* **Problem to solve**:
Would you restate each line of the data below word for word, without its pictures?

* **Exercise input**:

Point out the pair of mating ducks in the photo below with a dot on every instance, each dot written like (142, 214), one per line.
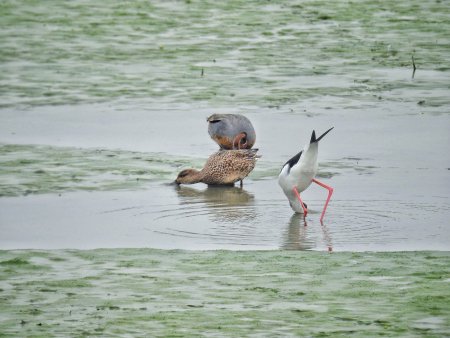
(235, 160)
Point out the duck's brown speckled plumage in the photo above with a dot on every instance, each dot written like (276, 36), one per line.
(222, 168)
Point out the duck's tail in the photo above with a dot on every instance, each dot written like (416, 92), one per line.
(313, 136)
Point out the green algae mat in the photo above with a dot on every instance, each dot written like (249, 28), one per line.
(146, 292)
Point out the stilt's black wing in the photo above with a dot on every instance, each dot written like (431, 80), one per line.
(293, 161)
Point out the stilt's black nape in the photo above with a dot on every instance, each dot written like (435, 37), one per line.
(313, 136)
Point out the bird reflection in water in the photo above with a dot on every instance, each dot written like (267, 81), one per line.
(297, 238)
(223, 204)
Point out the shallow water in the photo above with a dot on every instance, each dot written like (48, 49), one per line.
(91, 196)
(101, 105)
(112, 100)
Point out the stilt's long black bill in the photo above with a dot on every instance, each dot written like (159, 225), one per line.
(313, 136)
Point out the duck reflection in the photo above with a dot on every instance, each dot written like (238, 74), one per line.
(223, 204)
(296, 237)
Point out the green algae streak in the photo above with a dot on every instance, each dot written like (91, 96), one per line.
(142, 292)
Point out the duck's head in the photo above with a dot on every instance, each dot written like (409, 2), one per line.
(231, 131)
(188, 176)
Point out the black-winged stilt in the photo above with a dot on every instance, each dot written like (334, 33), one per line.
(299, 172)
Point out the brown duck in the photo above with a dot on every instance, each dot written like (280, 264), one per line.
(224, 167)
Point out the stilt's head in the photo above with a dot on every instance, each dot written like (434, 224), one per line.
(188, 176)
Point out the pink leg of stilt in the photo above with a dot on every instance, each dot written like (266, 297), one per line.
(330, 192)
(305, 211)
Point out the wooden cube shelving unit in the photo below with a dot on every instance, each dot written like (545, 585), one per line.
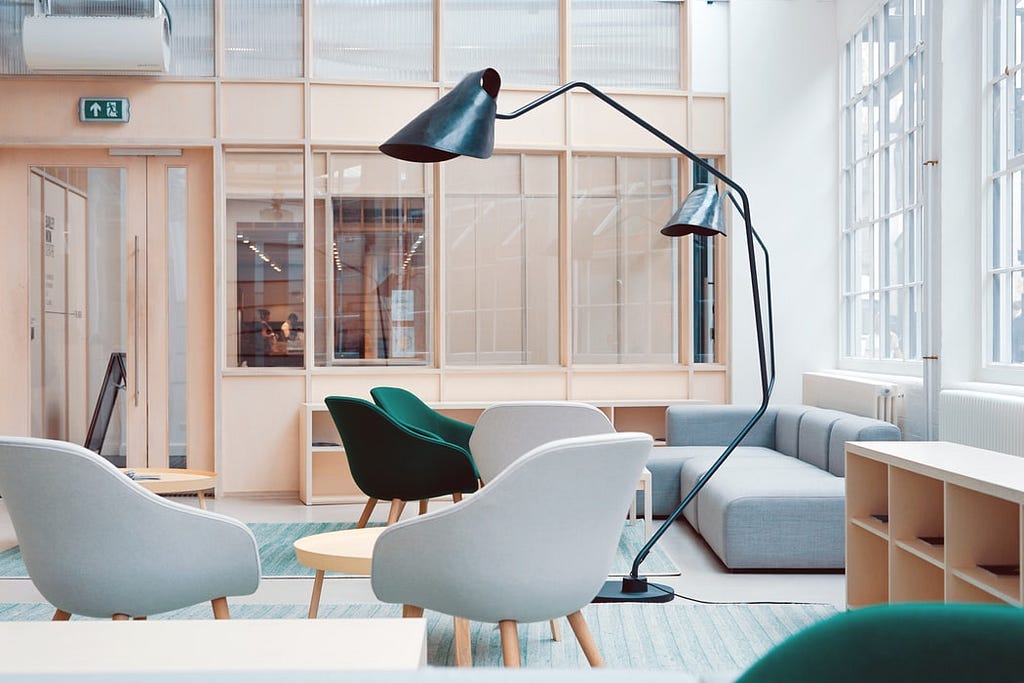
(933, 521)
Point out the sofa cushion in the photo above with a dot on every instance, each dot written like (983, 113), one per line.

* **Written solution**:
Point out the pair of mating ducks in the photo below with a dot on every instance, each dot written like (142, 214), one per line.
(235, 160)
Point out the duck's brown speckled plumage in the photo above with a dot on every instance, each dot written like (276, 36), one per line.
(222, 168)
Point out the duck's tail in the photo above with a dot on every instance, each dot written like (416, 92), one per line.
(313, 136)
Point out the green algae mat in the photo above with a dot on every instance, each dot written like (249, 28), one per line.
(146, 292)
Point out the stilt's black wing in the photo above with a dot on every instance, each dot written like (431, 80), one per line.
(293, 161)
Point out the stilt's black nape in the photo above with a dot on every instance, each dot written like (435, 37), one per line.
(313, 136)
Point out the bird reflection in water in the photo above with a dot on every instance, each dot written like (267, 81), one per line.
(297, 238)
(223, 204)
Point out the shallow water in the photo above with a dot on every instance, each dot written like (48, 49), one per line.
(91, 196)
(101, 105)
(112, 100)
Point out the stilt's long black bill in the photo above with a dot on every instance, each dot written like (159, 225), one per line.
(313, 136)
Point out the duck reflection in the photo above with a dot on every instance, each dot written like (238, 74), one per line.
(223, 204)
(296, 237)
Point out the green algae streak in the photo above with a dot on every instance, each dot written like (91, 96), one per line.
(142, 292)
Point out the duck's head in the photo above with a dot on every instance, each dot written like (409, 2), one per line.
(231, 131)
(188, 176)
Point out the black-winged stilt in the photo above with a dot on every instance, each dot written like (334, 33), one per line.
(299, 172)
Point out the brown duck in the photo above with a dot on every instance, each dot written like (280, 264), one per line.
(224, 167)
Point out the stilt's head in the photo above with a dot on every instance, each dot written like (434, 224), one per line.
(188, 176)
Point out the pink leg of stilt in the photo above with a dot on every instance, each dot written like (266, 297), one per line.
(330, 192)
(305, 211)
Point out the wooden cube shelving unit in the photo below with a dot on every instance, each dot written like (545, 585), one per line.
(933, 521)
Point out the sofa cushion in the photo above with a dot on every instance, each dot written like (983, 113), one per line.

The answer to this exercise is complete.